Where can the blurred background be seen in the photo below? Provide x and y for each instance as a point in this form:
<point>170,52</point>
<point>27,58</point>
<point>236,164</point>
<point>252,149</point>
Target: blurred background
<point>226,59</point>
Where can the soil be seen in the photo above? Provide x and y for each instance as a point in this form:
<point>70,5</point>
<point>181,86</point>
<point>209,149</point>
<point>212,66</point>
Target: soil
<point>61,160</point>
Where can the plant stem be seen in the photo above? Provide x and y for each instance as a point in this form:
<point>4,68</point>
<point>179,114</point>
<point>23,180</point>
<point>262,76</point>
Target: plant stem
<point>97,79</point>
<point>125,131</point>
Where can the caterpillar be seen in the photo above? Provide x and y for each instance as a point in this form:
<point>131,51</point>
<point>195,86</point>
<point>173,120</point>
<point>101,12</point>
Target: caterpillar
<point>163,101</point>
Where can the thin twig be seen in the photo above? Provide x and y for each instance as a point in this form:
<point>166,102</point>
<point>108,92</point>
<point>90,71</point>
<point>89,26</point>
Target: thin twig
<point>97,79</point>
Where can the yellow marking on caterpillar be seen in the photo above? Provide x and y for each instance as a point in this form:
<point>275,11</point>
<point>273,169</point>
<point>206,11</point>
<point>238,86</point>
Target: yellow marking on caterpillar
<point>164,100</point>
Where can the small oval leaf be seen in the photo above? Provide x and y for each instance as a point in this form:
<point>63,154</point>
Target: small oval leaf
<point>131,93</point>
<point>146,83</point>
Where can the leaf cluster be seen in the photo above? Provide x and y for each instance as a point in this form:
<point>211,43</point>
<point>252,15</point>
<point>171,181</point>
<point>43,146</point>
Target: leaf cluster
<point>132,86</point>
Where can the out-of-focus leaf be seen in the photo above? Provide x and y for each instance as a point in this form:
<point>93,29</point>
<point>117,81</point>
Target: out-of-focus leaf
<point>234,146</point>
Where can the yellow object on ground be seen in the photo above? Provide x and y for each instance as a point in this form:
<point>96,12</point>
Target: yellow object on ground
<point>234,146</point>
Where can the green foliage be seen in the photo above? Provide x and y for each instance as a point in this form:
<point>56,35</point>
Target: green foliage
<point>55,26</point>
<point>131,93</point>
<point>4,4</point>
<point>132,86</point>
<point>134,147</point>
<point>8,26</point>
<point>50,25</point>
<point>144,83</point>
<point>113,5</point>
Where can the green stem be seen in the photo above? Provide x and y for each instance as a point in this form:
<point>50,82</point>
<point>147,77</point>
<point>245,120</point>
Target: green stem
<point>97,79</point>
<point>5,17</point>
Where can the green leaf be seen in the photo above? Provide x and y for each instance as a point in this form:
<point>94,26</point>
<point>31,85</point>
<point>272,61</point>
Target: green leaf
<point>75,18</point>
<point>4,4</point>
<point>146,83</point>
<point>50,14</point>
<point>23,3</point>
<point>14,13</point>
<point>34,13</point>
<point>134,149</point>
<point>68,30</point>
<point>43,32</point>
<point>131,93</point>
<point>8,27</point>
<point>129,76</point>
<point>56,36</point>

^^^^^^^^

** TASK BRIEF **
With no alteration of any kind, give the data again in full.

** SOLUTION TO THE EXERCISE **
Where can the blurred background be seen in the photo below? Provide x and y for each instance as a point in this form:
<point>170,52</point>
<point>27,58</point>
<point>236,164</point>
<point>252,149</point>
Target: blurred background
<point>226,59</point>
Where can the soil be seen in the photo above? Provide x and y for each instance as a point in this form:
<point>70,5</point>
<point>181,86</point>
<point>209,149</point>
<point>212,66</point>
Target: soil
<point>61,160</point>
Where can the plant stem be seen in the photo above? Provide x and y for each instance as a point in this form:
<point>4,68</point>
<point>179,114</point>
<point>23,180</point>
<point>262,76</point>
Target: plant stem
<point>97,79</point>
<point>125,131</point>
Where can the caterpillar be seen in the photo above? Provide x and y for each instance as a point in this form:
<point>131,51</point>
<point>195,86</point>
<point>173,120</point>
<point>101,12</point>
Target: caterpillar
<point>163,101</point>
Where can the thin twig be seen in the photo above? Provide x and y for each instance as a point in this form:
<point>166,102</point>
<point>108,92</point>
<point>90,71</point>
<point>89,26</point>
Target: thin twig
<point>97,79</point>
Where can the yellow marking on caterpillar be seen in the photo above? Provide x and y for each instance as a point in this form:
<point>275,11</point>
<point>273,169</point>
<point>206,11</point>
<point>238,86</point>
Target: yellow marking on caterpillar
<point>164,100</point>
Where can the small oval leaf be seen in the photo above? Provide x and y for each instance as a point in this form:
<point>63,154</point>
Target: small oval leaf
<point>131,93</point>
<point>146,83</point>
Where can the leaf cluster be seen in the photo above? Provide x and y for each instance as a point in this form:
<point>211,43</point>
<point>252,15</point>
<point>171,181</point>
<point>43,146</point>
Target: leaf cluster
<point>132,86</point>
Where can the out-of-focus leaf be seen in the photo above? Provide x and y for each instance as a point in this form:
<point>93,29</point>
<point>117,81</point>
Target: out-of-focus leaf
<point>234,146</point>
Where can the yellow object on ground be seen in the photo above? Provide x and y for each instance as a point in this form:
<point>96,12</point>
Target: yellow object on ground
<point>234,146</point>
Where can the green foliage be seen in the photo above? Provide x and y for each instance as a point in this form:
<point>56,35</point>
Target: green foliage
<point>55,26</point>
<point>131,93</point>
<point>4,4</point>
<point>132,86</point>
<point>134,147</point>
<point>8,26</point>
<point>50,25</point>
<point>144,83</point>
<point>113,5</point>
Where can the green stem be seen in the photo above? Provide x and y for each instance as a point in this form:
<point>50,82</point>
<point>147,77</point>
<point>245,120</point>
Target: green stem
<point>97,79</point>
<point>5,17</point>
Where can the green leaf be seen in the photo above? Provide x and y for each instance as a point in this form:
<point>94,26</point>
<point>31,85</point>
<point>272,61</point>
Target: green leaf
<point>75,18</point>
<point>4,4</point>
<point>146,83</point>
<point>50,14</point>
<point>23,3</point>
<point>14,13</point>
<point>34,13</point>
<point>134,149</point>
<point>68,30</point>
<point>43,32</point>
<point>131,93</point>
<point>8,27</point>
<point>129,76</point>
<point>56,36</point>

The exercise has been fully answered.